▶ TEXTO FORNECIDO:
<<<<
A perseguição do governo chinês em questões democráticas envolvendo cidadãos de Hong Kong começou a se tornar um problema constante. Entre acusações de grupos de direitos humanos, desaparecimento de livreiros, magnata preso na China continental, a grande censura envolvendo artistas e jornalistas, o povo de Hong Kong começou a sentir na pele que essa liberdade, na verdade, tem seus limites – e limites que não o favorecia como um território independente.

Nesse meio tempo surgiram boatos de uma nova lei de extradição chinesa. Essa nova lei significava muito para o povo de Hong Kong em termos de liberdade, mais uma vez. E foi a partir desse momento que as manifestações começaram a ganhar fôlego na ilha.

Os manifestantes acreditavam que a lei de extradição colocaria em risco a autonomia política e democrática de Hong Kong para o governo chinês. Em tese, eles acreditavam que essa lei poderia colocar em risco a vida de pessoas que se opunham ao governo da China.
>>>>
▶ Dados extraídos de uma coleção:
<<<<
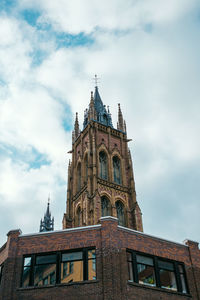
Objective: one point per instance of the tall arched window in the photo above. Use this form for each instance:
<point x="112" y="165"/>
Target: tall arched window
<point x="117" y="170"/>
<point x="120" y="213"/>
<point x="86" y="167"/>
<point x="78" y="216"/>
<point x="103" y="165"/>
<point x="105" y="120"/>
<point x="79" y="177"/>
<point x="105" y="206"/>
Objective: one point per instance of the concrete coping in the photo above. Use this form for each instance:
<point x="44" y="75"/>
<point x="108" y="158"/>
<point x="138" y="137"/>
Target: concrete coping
<point x="83" y="228"/>
<point x="151" y="236"/>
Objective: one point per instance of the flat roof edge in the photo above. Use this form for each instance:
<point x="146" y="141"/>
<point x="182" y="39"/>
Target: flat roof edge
<point x="83" y="228"/>
<point x="151" y="236"/>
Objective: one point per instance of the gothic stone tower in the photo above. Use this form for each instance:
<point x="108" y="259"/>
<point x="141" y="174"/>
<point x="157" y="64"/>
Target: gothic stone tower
<point x="100" y="175"/>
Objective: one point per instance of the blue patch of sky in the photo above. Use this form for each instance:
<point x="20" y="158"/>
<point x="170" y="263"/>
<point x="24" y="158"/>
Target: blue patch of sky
<point x="70" y="40"/>
<point x="46" y="31"/>
<point x="148" y="27"/>
<point x="67" y="119"/>
<point x="30" y="16"/>
<point x="38" y="56"/>
<point x="7" y="5"/>
<point x="32" y="157"/>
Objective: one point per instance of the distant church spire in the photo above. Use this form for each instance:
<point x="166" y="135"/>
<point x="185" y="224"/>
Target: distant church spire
<point x="48" y="223"/>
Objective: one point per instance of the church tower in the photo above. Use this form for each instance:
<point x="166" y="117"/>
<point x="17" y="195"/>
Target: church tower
<point x="100" y="175"/>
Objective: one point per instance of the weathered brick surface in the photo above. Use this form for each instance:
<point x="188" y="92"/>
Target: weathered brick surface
<point x="111" y="242"/>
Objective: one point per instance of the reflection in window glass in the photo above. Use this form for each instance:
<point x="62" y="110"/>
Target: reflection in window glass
<point x="142" y="270"/>
<point x="183" y="281"/>
<point x="74" y="274"/>
<point x="167" y="275"/>
<point x="91" y="264"/>
<point x="130" y="266"/>
<point x="72" y="256"/>
<point x="46" y="259"/>
<point x="49" y="269"/>
<point x="105" y="206"/>
<point x="145" y="268"/>
<point x="53" y="278"/>
<point x="26" y="272"/>
<point x="42" y="274"/>
<point x="168" y="280"/>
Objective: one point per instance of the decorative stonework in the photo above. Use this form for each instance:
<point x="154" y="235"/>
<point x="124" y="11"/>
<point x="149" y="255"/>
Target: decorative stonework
<point x="87" y="183"/>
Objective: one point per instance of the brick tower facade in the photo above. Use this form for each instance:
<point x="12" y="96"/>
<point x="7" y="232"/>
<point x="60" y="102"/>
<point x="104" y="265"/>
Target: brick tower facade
<point x="100" y="175"/>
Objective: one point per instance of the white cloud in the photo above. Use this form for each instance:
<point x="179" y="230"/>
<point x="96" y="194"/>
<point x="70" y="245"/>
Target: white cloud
<point x="86" y="16"/>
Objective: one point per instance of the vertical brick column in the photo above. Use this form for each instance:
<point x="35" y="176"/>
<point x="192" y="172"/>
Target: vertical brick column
<point x="194" y="253"/>
<point x="9" y="271"/>
<point x="111" y="258"/>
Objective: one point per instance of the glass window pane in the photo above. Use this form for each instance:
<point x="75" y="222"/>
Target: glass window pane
<point x="72" y="256"/>
<point x="46" y="259"/>
<point x="146" y="275"/>
<point x="184" y="288"/>
<point x="129" y="256"/>
<point x="166" y="265"/>
<point x="42" y="274"/>
<point x="53" y="278"/>
<point x="180" y="267"/>
<point x="144" y="260"/>
<point x="73" y="275"/>
<point x="92" y="269"/>
<point x="130" y="271"/>
<point x="27" y="261"/>
<point x="91" y="253"/>
<point x="26" y="276"/>
<point x="168" y="280"/>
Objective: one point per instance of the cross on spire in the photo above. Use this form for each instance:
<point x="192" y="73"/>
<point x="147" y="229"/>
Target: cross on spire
<point x="96" y="80"/>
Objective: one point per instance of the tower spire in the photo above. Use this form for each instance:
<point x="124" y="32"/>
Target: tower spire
<point x="76" y="130"/>
<point x="92" y="112"/>
<point x="48" y="223"/>
<point x="120" y="124"/>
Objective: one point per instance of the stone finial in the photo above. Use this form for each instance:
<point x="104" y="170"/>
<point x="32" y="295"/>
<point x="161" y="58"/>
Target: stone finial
<point x="120" y="119"/>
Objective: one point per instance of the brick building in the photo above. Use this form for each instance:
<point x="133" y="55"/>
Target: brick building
<point x="101" y="252"/>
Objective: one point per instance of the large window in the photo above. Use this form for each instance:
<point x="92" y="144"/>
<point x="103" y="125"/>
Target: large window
<point x="105" y="206"/>
<point x="79" y="177"/>
<point x="103" y="165"/>
<point x="59" y="267"/>
<point x="120" y="213"/>
<point x="86" y="168"/>
<point x="154" y="271"/>
<point x="117" y="170"/>
<point x="78" y="217"/>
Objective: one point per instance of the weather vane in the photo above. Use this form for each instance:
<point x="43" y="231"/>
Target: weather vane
<point x="96" y="80"/>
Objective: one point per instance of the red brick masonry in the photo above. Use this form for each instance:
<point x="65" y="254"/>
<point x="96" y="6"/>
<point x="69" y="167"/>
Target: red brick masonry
<point x="111" y="242"/>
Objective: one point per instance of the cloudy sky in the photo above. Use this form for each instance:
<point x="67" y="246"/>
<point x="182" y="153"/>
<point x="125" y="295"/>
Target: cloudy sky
<point x="146" y="53"/>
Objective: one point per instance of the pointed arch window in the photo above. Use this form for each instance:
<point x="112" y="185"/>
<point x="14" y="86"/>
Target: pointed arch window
<point x="105" y="120"/>
<point x="103" y="164"/>
<point x="117" y="170"/>
<point x="86" y="167"/>
<point x="120" y="213"/>
<point x="105" y="206"/>
<point x="79" y="177"/>
<point x="78" y="212"/>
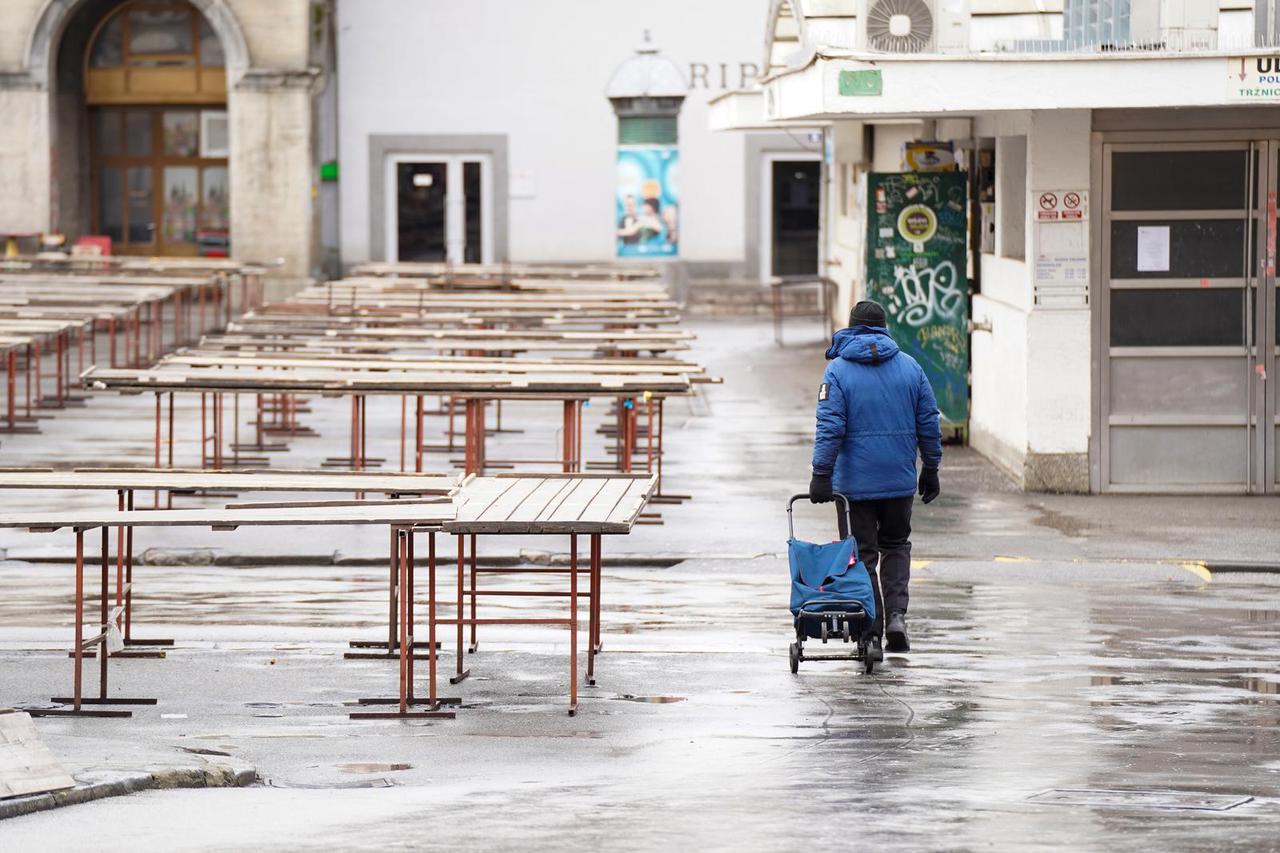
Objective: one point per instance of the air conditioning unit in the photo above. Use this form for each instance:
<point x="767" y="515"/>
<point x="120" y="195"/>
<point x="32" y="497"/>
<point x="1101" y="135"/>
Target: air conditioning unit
<point x="914" y="26"/>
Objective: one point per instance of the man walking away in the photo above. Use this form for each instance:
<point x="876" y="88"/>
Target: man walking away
<point x="876" y="409"/>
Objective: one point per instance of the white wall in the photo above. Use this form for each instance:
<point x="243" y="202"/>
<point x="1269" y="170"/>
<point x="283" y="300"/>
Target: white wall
<point x="536" y="72"/>
<point x="997" y="409"/>
<point x="1032" y="374"/>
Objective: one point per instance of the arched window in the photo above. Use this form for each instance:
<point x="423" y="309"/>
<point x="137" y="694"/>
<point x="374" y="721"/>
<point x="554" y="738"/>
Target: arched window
<point x="149" y="53"/>
<point x="156" y="89"/>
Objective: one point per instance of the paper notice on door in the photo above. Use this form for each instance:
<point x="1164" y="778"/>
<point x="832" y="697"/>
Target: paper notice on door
<point x="1152" y="249"/>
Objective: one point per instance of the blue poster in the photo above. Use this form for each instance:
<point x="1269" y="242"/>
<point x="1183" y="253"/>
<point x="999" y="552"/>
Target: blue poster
<point x="647" y="209"/>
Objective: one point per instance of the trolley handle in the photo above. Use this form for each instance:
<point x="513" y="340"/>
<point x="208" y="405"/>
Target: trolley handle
<point x="791" y="527"/>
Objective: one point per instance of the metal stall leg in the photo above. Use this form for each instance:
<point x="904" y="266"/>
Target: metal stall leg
<point x="594" y="630"/>
<point x="405" y="699"/>
<point x="572" y="625"/>
<point x="461" y="674"/>
<point x="77" y="699"/>
<point x="475" y="642"/>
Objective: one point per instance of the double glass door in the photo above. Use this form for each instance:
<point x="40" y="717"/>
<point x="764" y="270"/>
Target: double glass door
<point x="160" y="179"/>
<point x="439" y="209"/>
<point x="1191" y="316"/>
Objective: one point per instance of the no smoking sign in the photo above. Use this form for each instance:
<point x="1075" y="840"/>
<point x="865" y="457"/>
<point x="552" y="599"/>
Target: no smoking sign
<point x="1059" y="205"/>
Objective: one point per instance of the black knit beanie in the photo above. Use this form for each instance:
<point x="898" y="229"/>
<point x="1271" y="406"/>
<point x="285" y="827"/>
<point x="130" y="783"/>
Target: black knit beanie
<point x="867" y="313"/>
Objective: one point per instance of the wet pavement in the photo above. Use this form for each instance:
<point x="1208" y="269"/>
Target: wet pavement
<point x="1060" y="643"/>
<point x="1025" y="678"/>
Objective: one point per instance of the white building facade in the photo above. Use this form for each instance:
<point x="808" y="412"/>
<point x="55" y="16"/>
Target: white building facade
<point x="1123" y="217"/>
<point x="481" y="131"/>
<point x="174" y="128"/>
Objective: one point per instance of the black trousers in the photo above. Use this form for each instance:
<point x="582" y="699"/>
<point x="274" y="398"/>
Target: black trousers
<point x="883" y="533"/>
>>>>
▶ OBJETIVO DA TAREFA:
Enumere os fatos que o texto sobre Hong Kong aponta, na frase iniciada por "Entre acusações", como parte da perseguição do governo chinês.

▶ RESPOSTA:
- Acusações de grupos de direitos humanos
- Desaparecimento de livreiros
- Magnata preso na China continental
- A grande censura envolvendo artistas e jornalistas